What you have to do.
Please retype, character for character, the portion of the entries below that runs from the line containing "# find every instance of the black" to the last line.

Data to use.
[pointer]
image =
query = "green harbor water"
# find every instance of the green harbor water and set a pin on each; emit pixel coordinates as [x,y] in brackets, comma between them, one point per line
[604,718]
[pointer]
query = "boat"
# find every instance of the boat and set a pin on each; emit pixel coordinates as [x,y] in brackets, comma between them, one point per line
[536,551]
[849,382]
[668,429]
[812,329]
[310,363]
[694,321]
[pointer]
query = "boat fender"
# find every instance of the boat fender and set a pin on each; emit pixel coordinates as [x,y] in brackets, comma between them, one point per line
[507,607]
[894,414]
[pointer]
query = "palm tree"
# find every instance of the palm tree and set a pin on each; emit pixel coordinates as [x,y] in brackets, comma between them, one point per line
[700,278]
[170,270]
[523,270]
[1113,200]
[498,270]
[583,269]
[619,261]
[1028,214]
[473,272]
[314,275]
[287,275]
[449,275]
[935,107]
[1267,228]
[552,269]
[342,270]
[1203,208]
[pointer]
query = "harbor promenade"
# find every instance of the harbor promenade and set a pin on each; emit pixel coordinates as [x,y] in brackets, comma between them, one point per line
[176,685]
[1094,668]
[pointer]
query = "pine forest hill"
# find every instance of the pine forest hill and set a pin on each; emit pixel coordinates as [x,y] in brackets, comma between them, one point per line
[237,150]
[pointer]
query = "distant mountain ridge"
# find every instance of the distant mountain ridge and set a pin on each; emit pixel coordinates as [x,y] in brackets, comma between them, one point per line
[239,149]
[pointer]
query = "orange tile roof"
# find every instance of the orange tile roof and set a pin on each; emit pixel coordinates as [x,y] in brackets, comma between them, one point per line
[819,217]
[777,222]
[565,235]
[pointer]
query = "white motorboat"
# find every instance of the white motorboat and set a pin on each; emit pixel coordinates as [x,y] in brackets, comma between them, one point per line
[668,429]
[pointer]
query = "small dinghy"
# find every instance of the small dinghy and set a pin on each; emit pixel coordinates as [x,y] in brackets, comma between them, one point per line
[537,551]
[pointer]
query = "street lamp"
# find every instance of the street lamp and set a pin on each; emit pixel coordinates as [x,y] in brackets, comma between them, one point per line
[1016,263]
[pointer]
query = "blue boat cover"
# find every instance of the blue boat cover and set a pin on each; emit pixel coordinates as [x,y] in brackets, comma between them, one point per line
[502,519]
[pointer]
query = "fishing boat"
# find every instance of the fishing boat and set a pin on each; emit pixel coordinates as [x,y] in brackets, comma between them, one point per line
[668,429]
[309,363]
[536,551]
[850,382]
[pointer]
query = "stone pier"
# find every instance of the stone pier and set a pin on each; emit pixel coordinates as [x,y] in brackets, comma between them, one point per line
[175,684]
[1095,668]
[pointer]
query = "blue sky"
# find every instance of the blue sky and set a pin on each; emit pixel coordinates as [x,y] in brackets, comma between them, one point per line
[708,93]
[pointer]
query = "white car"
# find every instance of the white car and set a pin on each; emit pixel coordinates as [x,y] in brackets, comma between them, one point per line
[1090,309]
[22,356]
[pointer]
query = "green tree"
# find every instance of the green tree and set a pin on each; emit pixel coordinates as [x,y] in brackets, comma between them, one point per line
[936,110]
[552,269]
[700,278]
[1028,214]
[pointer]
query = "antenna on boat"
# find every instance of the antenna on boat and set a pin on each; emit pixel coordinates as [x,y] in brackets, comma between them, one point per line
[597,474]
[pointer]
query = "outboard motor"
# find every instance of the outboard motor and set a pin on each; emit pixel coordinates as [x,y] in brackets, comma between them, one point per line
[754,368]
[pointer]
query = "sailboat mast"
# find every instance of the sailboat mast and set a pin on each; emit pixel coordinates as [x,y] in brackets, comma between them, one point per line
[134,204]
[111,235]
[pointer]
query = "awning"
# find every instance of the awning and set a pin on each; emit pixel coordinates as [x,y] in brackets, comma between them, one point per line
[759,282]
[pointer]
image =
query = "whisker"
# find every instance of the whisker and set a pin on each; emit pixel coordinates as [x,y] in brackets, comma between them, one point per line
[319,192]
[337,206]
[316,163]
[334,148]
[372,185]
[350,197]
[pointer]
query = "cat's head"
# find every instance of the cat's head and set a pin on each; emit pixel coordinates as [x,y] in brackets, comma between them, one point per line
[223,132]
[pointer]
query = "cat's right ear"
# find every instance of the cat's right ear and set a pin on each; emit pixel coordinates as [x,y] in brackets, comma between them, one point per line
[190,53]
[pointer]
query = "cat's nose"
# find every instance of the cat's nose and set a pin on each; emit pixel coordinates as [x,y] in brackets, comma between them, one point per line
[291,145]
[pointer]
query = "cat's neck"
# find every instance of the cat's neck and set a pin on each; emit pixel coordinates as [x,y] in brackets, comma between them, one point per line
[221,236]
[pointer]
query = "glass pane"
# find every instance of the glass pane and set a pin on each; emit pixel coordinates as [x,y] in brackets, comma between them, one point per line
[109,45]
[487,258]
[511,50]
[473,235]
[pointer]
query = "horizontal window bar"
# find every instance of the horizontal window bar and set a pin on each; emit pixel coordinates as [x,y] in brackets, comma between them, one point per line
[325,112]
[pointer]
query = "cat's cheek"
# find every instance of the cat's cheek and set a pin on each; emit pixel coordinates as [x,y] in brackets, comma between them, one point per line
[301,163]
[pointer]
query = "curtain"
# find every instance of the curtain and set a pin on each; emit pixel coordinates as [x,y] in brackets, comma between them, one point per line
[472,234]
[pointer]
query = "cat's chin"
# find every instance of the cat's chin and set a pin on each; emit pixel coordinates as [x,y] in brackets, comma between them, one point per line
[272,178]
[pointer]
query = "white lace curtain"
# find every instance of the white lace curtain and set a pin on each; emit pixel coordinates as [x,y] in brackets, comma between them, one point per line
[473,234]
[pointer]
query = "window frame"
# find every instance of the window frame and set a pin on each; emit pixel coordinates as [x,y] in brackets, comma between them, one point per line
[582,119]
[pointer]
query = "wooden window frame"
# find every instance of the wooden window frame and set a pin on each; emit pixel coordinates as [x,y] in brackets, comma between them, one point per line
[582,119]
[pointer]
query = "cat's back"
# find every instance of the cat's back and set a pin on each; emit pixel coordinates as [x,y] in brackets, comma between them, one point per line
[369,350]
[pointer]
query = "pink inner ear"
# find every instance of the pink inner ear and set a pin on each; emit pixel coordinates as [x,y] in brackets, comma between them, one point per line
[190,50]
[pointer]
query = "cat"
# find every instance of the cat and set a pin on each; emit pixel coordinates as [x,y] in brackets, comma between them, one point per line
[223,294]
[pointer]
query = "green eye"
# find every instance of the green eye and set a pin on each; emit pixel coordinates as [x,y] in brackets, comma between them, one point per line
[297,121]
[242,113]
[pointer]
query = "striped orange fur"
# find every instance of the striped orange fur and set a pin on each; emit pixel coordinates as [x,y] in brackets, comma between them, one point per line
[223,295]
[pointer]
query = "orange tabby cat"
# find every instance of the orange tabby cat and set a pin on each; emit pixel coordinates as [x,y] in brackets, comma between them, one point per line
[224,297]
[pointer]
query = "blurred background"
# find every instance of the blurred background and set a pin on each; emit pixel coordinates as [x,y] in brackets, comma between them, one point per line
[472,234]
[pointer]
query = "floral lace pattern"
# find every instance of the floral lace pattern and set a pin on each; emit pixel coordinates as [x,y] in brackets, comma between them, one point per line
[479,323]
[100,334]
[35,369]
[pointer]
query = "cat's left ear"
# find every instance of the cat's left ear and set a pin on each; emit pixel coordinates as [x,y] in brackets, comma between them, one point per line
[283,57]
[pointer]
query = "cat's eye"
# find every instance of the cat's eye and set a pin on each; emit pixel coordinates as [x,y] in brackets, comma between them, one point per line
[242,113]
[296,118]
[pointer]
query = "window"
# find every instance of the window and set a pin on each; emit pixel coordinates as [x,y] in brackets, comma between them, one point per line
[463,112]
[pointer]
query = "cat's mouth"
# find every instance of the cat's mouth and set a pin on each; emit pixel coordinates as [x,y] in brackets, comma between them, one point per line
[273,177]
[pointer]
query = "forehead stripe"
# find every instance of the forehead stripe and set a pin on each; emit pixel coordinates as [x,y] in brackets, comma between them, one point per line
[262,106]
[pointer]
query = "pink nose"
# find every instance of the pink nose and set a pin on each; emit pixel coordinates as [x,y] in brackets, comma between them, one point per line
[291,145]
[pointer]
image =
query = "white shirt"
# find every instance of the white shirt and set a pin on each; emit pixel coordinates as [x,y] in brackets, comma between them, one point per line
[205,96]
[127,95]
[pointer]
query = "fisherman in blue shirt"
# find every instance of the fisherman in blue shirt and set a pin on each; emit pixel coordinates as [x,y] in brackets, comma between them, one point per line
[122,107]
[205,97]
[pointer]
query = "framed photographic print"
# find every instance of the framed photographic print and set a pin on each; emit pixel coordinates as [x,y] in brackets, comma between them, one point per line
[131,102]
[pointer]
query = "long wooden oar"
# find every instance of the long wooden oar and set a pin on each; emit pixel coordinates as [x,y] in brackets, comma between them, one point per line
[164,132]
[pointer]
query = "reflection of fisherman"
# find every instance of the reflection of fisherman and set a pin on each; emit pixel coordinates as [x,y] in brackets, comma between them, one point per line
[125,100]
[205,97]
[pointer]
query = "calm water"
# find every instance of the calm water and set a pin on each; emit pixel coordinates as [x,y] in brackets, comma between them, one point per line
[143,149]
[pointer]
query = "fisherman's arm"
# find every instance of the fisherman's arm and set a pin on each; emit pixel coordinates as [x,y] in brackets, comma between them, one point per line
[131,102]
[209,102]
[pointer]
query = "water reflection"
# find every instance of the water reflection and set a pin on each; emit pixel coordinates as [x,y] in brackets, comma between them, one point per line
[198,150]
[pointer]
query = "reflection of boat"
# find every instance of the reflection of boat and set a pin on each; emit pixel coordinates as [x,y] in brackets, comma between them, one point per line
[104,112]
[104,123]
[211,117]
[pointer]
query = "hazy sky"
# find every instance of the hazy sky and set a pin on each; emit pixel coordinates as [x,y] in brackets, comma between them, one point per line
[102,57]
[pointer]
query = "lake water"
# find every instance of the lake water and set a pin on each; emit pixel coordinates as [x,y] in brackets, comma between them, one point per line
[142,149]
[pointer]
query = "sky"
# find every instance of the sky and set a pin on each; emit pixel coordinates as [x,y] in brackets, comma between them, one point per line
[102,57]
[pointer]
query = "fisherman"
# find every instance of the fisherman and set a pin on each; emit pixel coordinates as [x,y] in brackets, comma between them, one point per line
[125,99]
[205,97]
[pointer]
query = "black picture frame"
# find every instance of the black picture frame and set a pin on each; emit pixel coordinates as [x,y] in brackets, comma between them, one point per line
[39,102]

Solution to this problem.
# find every instance of the black picture frame and set a pin on each; emit pixel coordinates as [x,y] in brackets, comma between them, one point per line
[39,102]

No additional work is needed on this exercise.